== 課題の指示 ==
- A) 文書抜粋を読み、次の問いに答えなさい。
(i) この出来事はどの季節のことか。
(ii) ヤナ工場長は何歳か。
(iii) タマノは洗面台の前にいた年配男性を誰と間違えたか。
- B) 工場の洗面台での出来事を描いた文書抜粋について、最後の文の後に続く展開を書き足しなさい。

== 文書抜粋 ==
______
二十六ノ怪 落武者と重役
頃は晩秋。
紅葉も終わりを告げ、肌寒い夕暮れ時に激しく降り頻る雨が寒さをより一層際立たせます。
そんな日の夕暮れ時。仕事を終えたのか工場内にある洗面台で帽子を深く被り、ブルブルと震えながら手を洗っている年配男性が一人。
(バチャ、バシャッ!)
しみる冷たさをグッと堪え、洗面台前で汚れた手を黙々と洗っているのです。
(スー…)
ここに来て、辺りは不穏な空気に包まれます。
すると、その背後に妖しく忍び寄る、もう一人の若い男性の影が…
『ケイジく〜〜ん』
そう言った彼は徐ろに両手を重ね、力強く祈る様な形を維持し、素早く両手人差し指をおっ立て…
『カンチョーオオオホホホーッ!!』
そう叫びながら、真っ直ぐに伸びた力強い二本の人差し指を強引且つ捻りを加えます。要は洗面台前に立っていた年配男性のケツ目掛け、若い男性がカンチョーを喰らわせたのです。
「あふぅ…」
更にグイッと追い討ちを掛けたのか?
容赦無く突き刺さる人差し指の第二関節はズボンの視界から消え去り。ゆうに第三関節まで到達寸前にまで…
そのあまりの衝撃に、カンチョーをまともに食らった年配男性の脚はガクガク、気持ちドキドキ、立っているのがやっとの状態だったのです。スキーのジャンプ競技で言えば、そのダメージはまさにK点超え…
「っ……。」
『ーー!?』
しかしです…
その快感…、いえ、間違えました…。そのダメージを受けた人の喘ぎ声が…、これも違うか…。ま、まぁいいとして…
もし″そのカンチョーが、名指し攻撃した相手ではなかった場合″はどうなるのか?
ーー背後から不意を突き。普通に手を洗っていた年配男性にカンチョーを食らわせた、その不届き者の名は″タマノ″。
もう現行犯且つ完全容疑者である彼は自分と間違えて、会社のとある重役の方にカンチョーを喰らわせてしまったのでした。
「タァーマァーノォーくぅ〜ん…」
『はぅっ!?』
手がビショビショに濡れながら、ゾンビの如く不気味に振り返ったその人物。それはーー
『ヤ、ヤナ工場長…!!!?』
恐ろしくもタマノは会社の重役且つ工場の最高責任者ヤナ工場長58歳へ、容赦無き強烈カンチョーを食らわせていたのです…。まさか定年前にオッサン重役になって、若手から強烈なカンチョーを喰らうとは夢にも思わなかった事でしょう。
そしてその瞬間。タマノはその指を自分の鼻の位置から目一杯遠ざけながら、有ろうことかその謝罪の引き合いに…
『ヤナ工場長っ!す、すいませんでした!後ろ姿があまりにも″ケイジ″と似ていたので、思いっ切り間違えてカンチョーしてしまいましたっ!アイツが悪いんですっ!ホントすいませんでしたぁー!!』
______
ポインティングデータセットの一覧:
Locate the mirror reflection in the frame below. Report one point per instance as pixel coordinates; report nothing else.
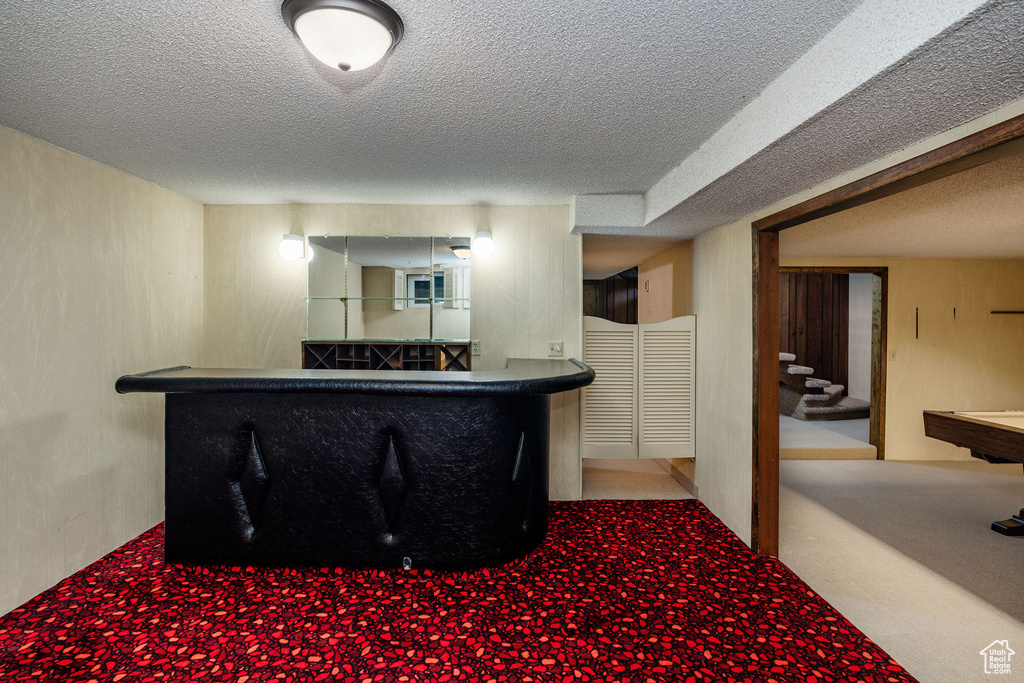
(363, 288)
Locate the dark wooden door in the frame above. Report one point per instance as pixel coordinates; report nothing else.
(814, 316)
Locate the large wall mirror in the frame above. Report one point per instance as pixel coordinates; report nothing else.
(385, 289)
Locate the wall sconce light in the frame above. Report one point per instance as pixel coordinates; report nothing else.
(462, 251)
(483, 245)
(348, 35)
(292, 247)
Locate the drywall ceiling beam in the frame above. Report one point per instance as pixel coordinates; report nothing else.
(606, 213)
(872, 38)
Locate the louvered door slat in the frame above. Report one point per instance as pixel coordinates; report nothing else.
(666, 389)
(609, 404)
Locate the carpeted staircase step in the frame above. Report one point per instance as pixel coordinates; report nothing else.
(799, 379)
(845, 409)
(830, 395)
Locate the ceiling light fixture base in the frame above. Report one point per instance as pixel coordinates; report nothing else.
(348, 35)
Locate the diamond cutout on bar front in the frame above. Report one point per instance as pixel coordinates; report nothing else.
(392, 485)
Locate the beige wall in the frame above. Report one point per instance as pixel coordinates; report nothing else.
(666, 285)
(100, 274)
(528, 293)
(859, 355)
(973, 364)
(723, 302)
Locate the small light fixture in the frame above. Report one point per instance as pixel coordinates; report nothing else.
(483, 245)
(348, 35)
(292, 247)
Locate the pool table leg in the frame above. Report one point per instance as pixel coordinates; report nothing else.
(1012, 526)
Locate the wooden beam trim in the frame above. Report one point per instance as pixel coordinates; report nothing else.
______
== 各課題の解答 ==
- A)
(i) 晩秋
(ii) 58歳
(iii) ケイジ

- B)
…そう弁解。(爆)
って、なんでやねん!(滝汗)
取り敢えずヤナ工場長の顔はシワシワで年相応。帽子の下はトレンディ的にバーコード頭…
しかしです。この頃は28歳だったケイジとは見た目は全く別人なのですが。だだ″深く帽子を被った後ろ姿と体の細いライン″だけが本当に似ていたらしいのです…
それを証明するかの如く、何度も他の社員たちに間違われた経験があるので(大泣)
そして情事の後。何も知らない自分はヤナ工場長と遭遇し、普通に…
「あ、工場長。お疲れ様です」
そう声を掛けたのです……が。
「ああっ!そうだ、ケイジ君っ!どうしてくれるんだっ!キミの所為で、タマノ君にカンチョーされてしまっただろっ!!」
「は、はひ…??」
ホワイ?待て待て、ウエイト、いや、待って下さい。取り敢えず落ち着きましょう。
…最初はゆっくりと深呼吸し、冷静沈着に、無想の境地へ、まったりしながら再確認し、解析する事に…
『……。』
この現場で一体どんな凄惨な事件が発生したのか?
まだ事態を把握しきれていない自分がいます。何故怒られたのかが全く分からない…。てか…、これは俺が悪いのか?状況証拠が無い上、完全無関係。捜査の基本に戻るしかなく、取り敢えずは、容疑者の事情聴取から…
「えー…。タマノさん?例の件なんですが…。何で僕が思いっ切り工場長に怒られたのでしょうか?」
「ケ、ケイジくんと間違えて…カンチョーを喰らわせて…えーっと…。コホンッ……更に捻って…その…。何か、ごめん」
「……。」
いやいや、ちょっと待て。
今この人、サラッと「捻った。」って言ってなかったか?あの工場長、もう定年前だぞ?
何んてことしてくれたんだ…。それよりも何で俺にカンチョーする気だったの?落ち着いて考えても、全く意味が分からないんですけど?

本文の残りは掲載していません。